Saved entries
○ ○ ○ ○ ○ ○ ○

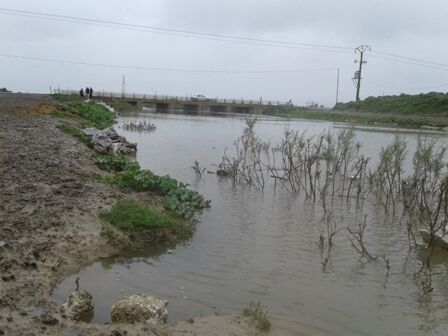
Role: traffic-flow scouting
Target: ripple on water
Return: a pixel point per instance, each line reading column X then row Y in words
column 261, row 246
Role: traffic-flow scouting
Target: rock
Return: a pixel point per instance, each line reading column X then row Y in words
column 78, row 306
column 109, row 141
column 8, row 277
column 101, row 143
column 48, row 319
column 140, row 308
column 90, row 132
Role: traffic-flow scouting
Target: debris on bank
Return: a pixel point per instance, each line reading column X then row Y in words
column 140, row 308
column 108, row 141
column 138, row 126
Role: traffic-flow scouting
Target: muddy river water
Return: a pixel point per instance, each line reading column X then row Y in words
column 254, row 246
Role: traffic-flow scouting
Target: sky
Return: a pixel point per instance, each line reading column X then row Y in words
column 217, row 67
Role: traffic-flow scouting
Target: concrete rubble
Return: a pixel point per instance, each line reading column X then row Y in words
column 108, row 141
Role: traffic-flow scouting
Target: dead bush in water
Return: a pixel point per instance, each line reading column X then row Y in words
column 387, row 178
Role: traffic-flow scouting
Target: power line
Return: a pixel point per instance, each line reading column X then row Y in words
column 406, row 89
column 179, row 32
column 402, row 61
column 136, row 67
column 358, row 74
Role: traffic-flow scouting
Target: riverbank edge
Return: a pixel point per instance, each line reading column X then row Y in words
column 26, row 287
column 417, row 122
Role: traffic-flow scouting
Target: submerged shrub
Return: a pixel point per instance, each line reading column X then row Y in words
column 258, row 317
column 115, row 163
column 130, row 215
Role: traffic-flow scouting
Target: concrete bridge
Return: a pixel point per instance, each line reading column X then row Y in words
column 163, row 103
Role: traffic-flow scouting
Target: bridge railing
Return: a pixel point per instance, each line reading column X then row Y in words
column 167, row 98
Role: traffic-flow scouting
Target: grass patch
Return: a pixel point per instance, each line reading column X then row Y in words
column 132, row 216
column 97, row 115
column 258, row 317
column 66, row 115
column 179, row 200
column 74, row 132
column 432, row 104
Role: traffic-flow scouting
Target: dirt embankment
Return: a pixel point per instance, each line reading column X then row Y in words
column 49, row 226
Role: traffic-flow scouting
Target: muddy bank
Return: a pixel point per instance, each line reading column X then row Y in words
column 49, row 205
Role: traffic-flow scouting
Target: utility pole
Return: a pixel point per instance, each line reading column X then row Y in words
column 337, row 88
column 358, row 74
column 123, row 87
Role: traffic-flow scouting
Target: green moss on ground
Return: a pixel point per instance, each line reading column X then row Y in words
column 75, row 132
column 425, row 104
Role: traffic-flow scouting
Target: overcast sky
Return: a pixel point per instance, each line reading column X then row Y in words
column 411, row 28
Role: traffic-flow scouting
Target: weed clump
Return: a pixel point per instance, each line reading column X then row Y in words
column 115, row 163
column 98, row 116
column 179, row 200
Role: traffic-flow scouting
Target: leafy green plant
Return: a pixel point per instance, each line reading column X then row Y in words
column 258, row 317
column 97, row 115
column 75, row 132
column 179, row 200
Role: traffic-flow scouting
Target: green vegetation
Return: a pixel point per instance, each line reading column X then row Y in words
column 366, row 118
column 132, row 216
column 75, row 132
column 432, row 104
column 98, row 116
column 179, row 200
column 414, row 111
column 258, row 317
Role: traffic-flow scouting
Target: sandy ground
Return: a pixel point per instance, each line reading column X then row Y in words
column 49, row 227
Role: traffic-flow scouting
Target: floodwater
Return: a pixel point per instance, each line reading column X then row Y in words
column 254, row 246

○ ○ ○ ○ ○ ○ ○

In the copy, keep every line of the data above exactly and drop each picture.

Role: traffic-flow scouting
Target: ripple on water
Return: a pixel point per instance, each line reading column X then row Y in words
column 261, row 246
Role: traffic-flow scouting
Target: rock
Return: a pixel point per instance, each line reading column X then row Y in words
column 78, row 306
column 109, row 141
column 8, row 277
column 101, row 143
column 48, row 319
column 140, row 308
column 90, row 132
Role: traffic-flow scouting
Target: debris on bank
Return: a pixel point per instance, each line reading column X then row Y in words
column 140, row 308
column 108, row 141
column 138, row 126
Role: traffic-flow scouting
Target: muddy river water
Return: a pixel point per instance, each line reading column X then row Y in words
column 254, row 246
Role: traffic-flow scouting
Target: sky
Return: a pixel point per instance, each line reading column X then row Y in words
column 217, row 67
Role: traffic-flow scouting
Target: concrete rubble
Return: a pixel point per instance, each line reading column X then row Y in words
column 108, row 141
Role: traffic-flow scouting
Target: dead bush in water
Return: a pixel point per instance, each line reading column X then row Y in words
column 387, row 178
Role: traffic-flow scouting
Target: power line
Return: a pixel point per instance, each line reading column X then row Y in words
column 406, row 89
column 179, row 32
column 402, row 61
column 136, row 67
column 358, row 74
Role: traffic-flow scouting
Target: riverbank edge
Return: a pixel point per instance, each line reading column X then row Y in words
column 26, row 287
column 417, row 122
Role: traffic-flow scouting
Target: submerged shrub
Return: a pixel point per instance, each line reading column X then row Y in words
column 258, row 317
column 115, row 163
column 130, row 215
Role: traffic-flow scouting
Target: concrete bridge
Return: a pixel point per instance, each line reading column X then row Y in words
column 163, row 103
Role: traffic-flow scouting
Target: bridge railing
Return: a pixel point per instance, each line reading column X then row Y in words
column 167, row 98
Role: traffic-flow scouting
Target: grass patch
Return: a pixel point per instance, each line reading column X then row Y in words
column 132, row 216
column 97, row 115
column 258, row 317
column 66, row 115
column 179, row 200
column 74, row 132
column 432, row 104
Role: traffic-flow scouting
Target: dirt embankment
Return: a pixel point per instance, each line reading column X then row Y in words
column 49, row 226
Role: traffic-flow scouting
Target: muddy bank
Return: a pixel point per instance, each line reading column X then row Y in words
column 49, row 205
Role: traffic-flow scouting
Target: utility pole
Return: a pixel point per instance, each line reading column X then row Y in words
column 337, row 88
column 358, row 74
column 123, row 87
Role: traffic-flow scouting
Target: green moss on ground
Return: a pixel point per instance, each line reading column X then row Y in words
column 75, row 132
column 425, row 104
Role: traffic-flow scouting
Target: overcast sky
Return: a pixel point per instance, each line reading column X then row Y in words
column 411, row 28
Role: traffic-flow scouting
Target: weed clump
Return: a pixel point per instance, each line reading column X then row Y in words
column 115, row 163
column 98, row 116
column 179, row 200
Role: traffic-flow scouting
Target: leafy green plant
Return: a pixel point per instance, each line reading column X then row Y in words
column 258, row 317
column 97, row 115
column 75, row 132
column 179, row 200
Role: traffic-flow scouting
Target: green vegetation
Return: a pixel point per instance, each line reading column X then row Y in words
column 366, row 118
column 132, row 216
column 75, row 132
column 432, row 104
column 98, row 116
column 179, row 200
column 414, row 111
column 258, row 317
Role: traffic-flow scouting
Target: sandy ground
Return: a pixel point per instance, each line reading column X then row Y in words
column 49, row 227
Role: traffic-flow scouting
Target: floodwater
Return: a pixel point per instance, each line reading column X then row Y in words
column 254, row 246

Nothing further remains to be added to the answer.